Reading passage below:

Gossi: Dressed in protective white overalls, French experts sift through the debris of the Air Algerie plane that disintegrated over the northern Mali desert last week, killing all 118 on board.
Yet for days of meticulous searching across the shifting sands of the remote crash site at the southern edge of the Sahara desert, they have yet to see a single intact body.
The nearest town in the desolate landscape where the plane came down is Gossi, a settlement of 25,000 people centred around a cattle market, some 150 kilometres (90 miles) from the regional capital, Gao.
In scorching heat, the experts -- gendarmes, police and a team from France`s plane crash investigation agency BEA -- are combing the moonscape one square metre at a time.
Flight AH5017, which took off early Thursday morning from Ouagadougou in neighbouring Burkina Faso bound for Algiers, went missing amid reports of heavy storms.
There were 54 French nationals on the jet, alongside 23 Burkinabe, and nationals of Lebanon, Algeria, Spain, Canada, Germany and Luxembourg.
In addition to body parts or items that could help identify the victims, experts are searching for clues that could help explain why the aircraft was obliterated.

End of Reading passage.
Dataset extract below:

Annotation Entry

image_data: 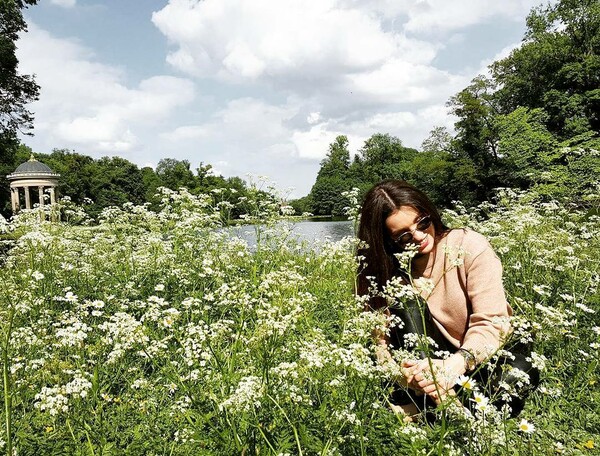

End of Dataset extract.

#### Requirement A
In the report on the Air Algerie crash, what are the experts looking for at the site besides body parts, and for what purposes? Answer in one to three sentences.
#### Requirement B
According to the report on the Air Algerie crash, how far is Gossi from the regional capital, Gao?
#### Requirement C
Carry on the report on the Air Algerie crash from its last sentence.
None of the lines is needed here.

#### Response box A
Besides body parts, they are looking for items that could help identify the victims. They are also searching for clues that could help explain why the aircraft was obliterated.

#### Response box B
Some 150 kilometers (90 miles).

#### Response box C
"We realised right away that we would have to go straight to DNA analysis," said Colonel Patrick Touron, deputy head of the French gendarmerie`s Criminal Research Institute.
"We saw that we had no intact bodies... just very badly broken bodies which weren`t identifiable using the classic forensic methods, dental records and fingerprints."
An international team of investigators is backed up by several hundred soldiers -- French, Malians and troops in MINUSMA, the UN peacekeeping mission in Mali -- who have secured the site.
"Our job is to provide logistical support to French investigators, and their Malian, Algerian and Spanish colleagues," French Chief of Staff General Pierre de Villiers told AFP in Paris.Temperatures in northern Mali can exceed 40 degrees Celsius (104 Farenheit) in July and an urgent task for the investigators is protecting evidence from the sweltering heat.
"The molecular biology techniques require meticuluous sample preservation. Time here is against us. It is very hot and the samples become degraded very quickly," said Touron.
Samples lifted from the debris are taken to two white tents marked National Gendarmerie.
In another tent, experts retrieve samples from victims` relatives who have been transported from Ouagadougou.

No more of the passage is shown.